• _Work to be completed_
Resume the article about St. Francis's 75-72 loss to Sacred Heart, picking up after its final sentence.

• _Text segment_
## begin
Coming off back-to-back overtime setbacks and a five-point loss at Monmouth, the Flash dropped another heart-breaker on Saturday afternoon, falling 75-72 to Sacred Heart at DeGol Arena to waste sophomore forward Earl Brown’s seventh straight double-double and a breakout 20-point performance by freshman guard Ben Millaud-Meunier.

“There’s frustration, because everybody wants to win,” sophomore guard Dom Major said. “We have the tools to do it. It makes it more frustrating because we know we have the tools.”

It was St. Francis’ sixth loss in seven games decided by 10 points or less, dropping the Flash to 1-17 overall and 1-6 in the Northeast Conference.

The usual Achilles’ heels, like starting slow or getting pounded on the boards, weren’t what cost the Red Flash this time. Even playing without injured point guard Umar Shannon because of an ankle injury late in Thursday’s loss to Quinnipiac, St. Francis scored the first six points and had an eight-point lead eight minutes into the contest on its way to scoring more than 70 points for just the second time this season. Led by Brown’s 15 rebounds, St. Francis outrebounded just its fifth opponent this season, 35-30.

The Flash had more points on second chances (16-9), in the paint (32-30) and off turnovers (19-17). St. Francis had more 3-pointers and assists than did the Pioneers, only had one fewer point produced by its bench and shot 86 percent at the foul line.

And it still wasn’t enough.

After its strong start, St. Francis just was tied at halftime. Then, Sacred Heart answered the Flash’s 4-0 run to start the second half with a 9-0 spurt that gave the Pioneers the lead for good.

“After the game, Earl was talking to the guys about putting teams away in the first half. We had a stretch there in the first half with [Sacred Heart leading scorer Shane] Gibson going to the bench when we could have made that instead of a five-point game, maybe a 10-point game,” Flash coach Rob Krimmel said. “As Earl said, we need to put teams away, or at least create more separation.”

“We haven’t played with the lead much. I think we got too comfortable,” Brown said.

The Flash had their chances, too, even when they were down. After slicing a nine-point deficit to two in the last 3:35 with the help of seven points by reserve forward Ronnie Drinnon, Major came up empty on a jumper to tie and, following a Brown offensive rebound and a pass from Millaud-Meunier, Ollie Jackson missed a wide-open trey from the corner for the lead.

A few minutes earlier, Millaud-Meunier was fouled shooting a 3-pointer and only converted 1-of-3 at the line, as happened to Shannon on Thursday.

“In spots we got a little careless with the basketball, and that led to too many easy opportunities for Sacred Heart on the other end. In a three-point game, those possessions matter,” Krimmel said.
## end
• _Object location annotation data_
## begin
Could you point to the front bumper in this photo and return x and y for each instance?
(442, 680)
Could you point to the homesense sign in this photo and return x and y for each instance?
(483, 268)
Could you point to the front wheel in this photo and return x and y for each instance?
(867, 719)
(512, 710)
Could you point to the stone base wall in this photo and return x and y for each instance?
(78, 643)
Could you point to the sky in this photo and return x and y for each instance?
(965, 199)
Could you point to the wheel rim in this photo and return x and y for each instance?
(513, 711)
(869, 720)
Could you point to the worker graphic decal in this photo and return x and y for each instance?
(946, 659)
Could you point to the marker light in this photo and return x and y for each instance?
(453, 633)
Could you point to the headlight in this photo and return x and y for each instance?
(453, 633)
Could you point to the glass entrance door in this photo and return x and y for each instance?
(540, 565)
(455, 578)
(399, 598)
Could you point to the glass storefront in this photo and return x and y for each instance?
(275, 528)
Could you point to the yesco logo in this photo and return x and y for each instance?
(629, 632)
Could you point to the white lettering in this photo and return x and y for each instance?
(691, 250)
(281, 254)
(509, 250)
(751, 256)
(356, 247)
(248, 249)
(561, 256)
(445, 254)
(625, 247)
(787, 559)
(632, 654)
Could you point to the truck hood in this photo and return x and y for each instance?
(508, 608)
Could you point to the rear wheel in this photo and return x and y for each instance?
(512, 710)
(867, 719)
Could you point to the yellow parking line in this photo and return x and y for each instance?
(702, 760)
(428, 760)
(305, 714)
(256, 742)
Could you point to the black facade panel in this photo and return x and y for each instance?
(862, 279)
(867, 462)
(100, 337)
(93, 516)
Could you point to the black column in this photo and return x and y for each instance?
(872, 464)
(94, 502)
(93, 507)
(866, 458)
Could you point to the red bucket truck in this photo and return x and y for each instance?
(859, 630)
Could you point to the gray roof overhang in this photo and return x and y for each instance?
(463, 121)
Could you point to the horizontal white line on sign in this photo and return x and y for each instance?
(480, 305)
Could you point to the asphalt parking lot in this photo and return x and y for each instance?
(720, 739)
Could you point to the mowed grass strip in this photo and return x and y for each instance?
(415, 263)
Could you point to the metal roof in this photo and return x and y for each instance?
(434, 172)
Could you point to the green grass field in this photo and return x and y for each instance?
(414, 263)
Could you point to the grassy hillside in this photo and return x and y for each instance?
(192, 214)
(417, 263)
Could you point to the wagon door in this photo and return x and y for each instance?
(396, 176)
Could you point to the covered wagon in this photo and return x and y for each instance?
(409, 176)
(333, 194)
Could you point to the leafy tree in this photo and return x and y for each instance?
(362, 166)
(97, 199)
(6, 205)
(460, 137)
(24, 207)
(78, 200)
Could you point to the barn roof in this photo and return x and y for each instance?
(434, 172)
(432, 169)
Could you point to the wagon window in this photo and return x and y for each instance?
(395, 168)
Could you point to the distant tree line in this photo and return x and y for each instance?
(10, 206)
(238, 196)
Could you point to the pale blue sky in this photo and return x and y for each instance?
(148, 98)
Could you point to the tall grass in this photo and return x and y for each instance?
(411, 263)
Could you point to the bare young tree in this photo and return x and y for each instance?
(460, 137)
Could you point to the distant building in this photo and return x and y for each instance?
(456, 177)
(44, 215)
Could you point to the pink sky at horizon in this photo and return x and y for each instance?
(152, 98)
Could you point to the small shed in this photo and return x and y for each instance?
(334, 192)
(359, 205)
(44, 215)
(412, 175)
## end
• _Result of this exercise_
Sacred Heart came back by stepping up its defense, coming up with 14 steals that led to 10 fast-break points.

“When we got into a little bit of a funk [offensively], our defense got a little bit better. Sometimes when that happens, your defense gets worse. Today, we couldn’t afford it, the way they started. So we tightened that up,” said Dave Pike, who’s in his 35thyear coaching Sacred Heart.

Pike also was pleased with his offensive balance, with four players scoring at least 11. However, when Sacred Heart really needed it, they went to Gibson, a high-elevating 6-foot-2 guard averaging 19 points who scored 14 of his game-high 23 in the second half. The 5-9 Major drew the tough defensive assignment much of the game with Shannon out and Stephon Whyatt in early foul trouble.

“We knew he was a good player and he was going to get up a lot of shots,” Major said. “My focus was to try to make him take tough shots.”

One of the big bright spots in the loss was the continued development of Millaud-Meunier, who was 6-for-12 from the field, had four rebounds and two assists – he could have had more but recipients were unable to come up with or finish after some nice passes from the Montreal native.

“He’s an energy guy. You know where he stands,” Krimmel said.

Brown, meanwhile, had 14 points as his offensive potential began to show; two came on a blistering reverse dunk. However, his leadership potential also is becoming evident.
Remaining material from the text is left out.